▶ _PROBLEM DESCRIPTION_
Please list every line of the material below that contains the word "indicate".

▶ _TASK INPUT_
****************************************

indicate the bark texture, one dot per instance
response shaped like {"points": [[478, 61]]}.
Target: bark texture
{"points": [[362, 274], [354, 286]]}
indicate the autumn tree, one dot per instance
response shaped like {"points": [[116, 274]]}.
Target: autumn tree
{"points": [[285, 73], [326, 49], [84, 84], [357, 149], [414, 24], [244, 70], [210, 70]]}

****************************************

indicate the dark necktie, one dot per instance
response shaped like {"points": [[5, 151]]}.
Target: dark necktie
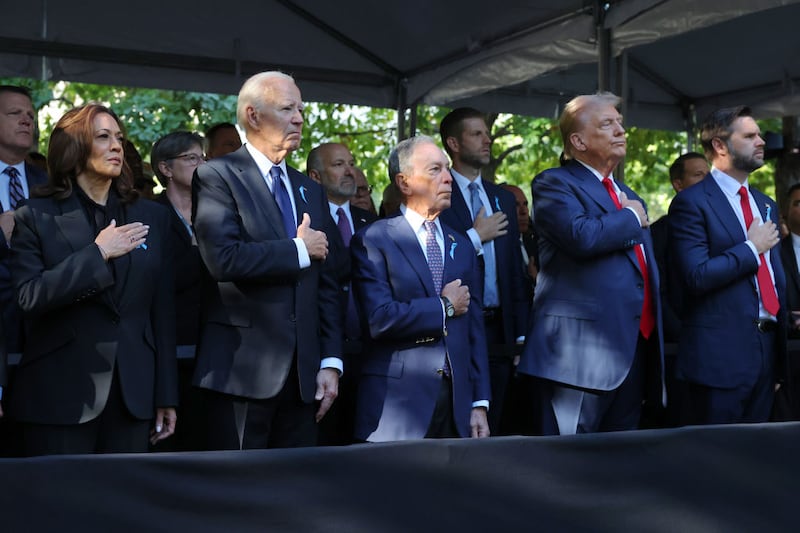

****************************************

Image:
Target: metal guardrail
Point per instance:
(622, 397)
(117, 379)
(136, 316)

****************************************

▶ _RESULT BELOW_
indicate the bark texture, one dot per instance
indicate the autumn tree, one dot per instance
indicate the dark necktie, one dot per instance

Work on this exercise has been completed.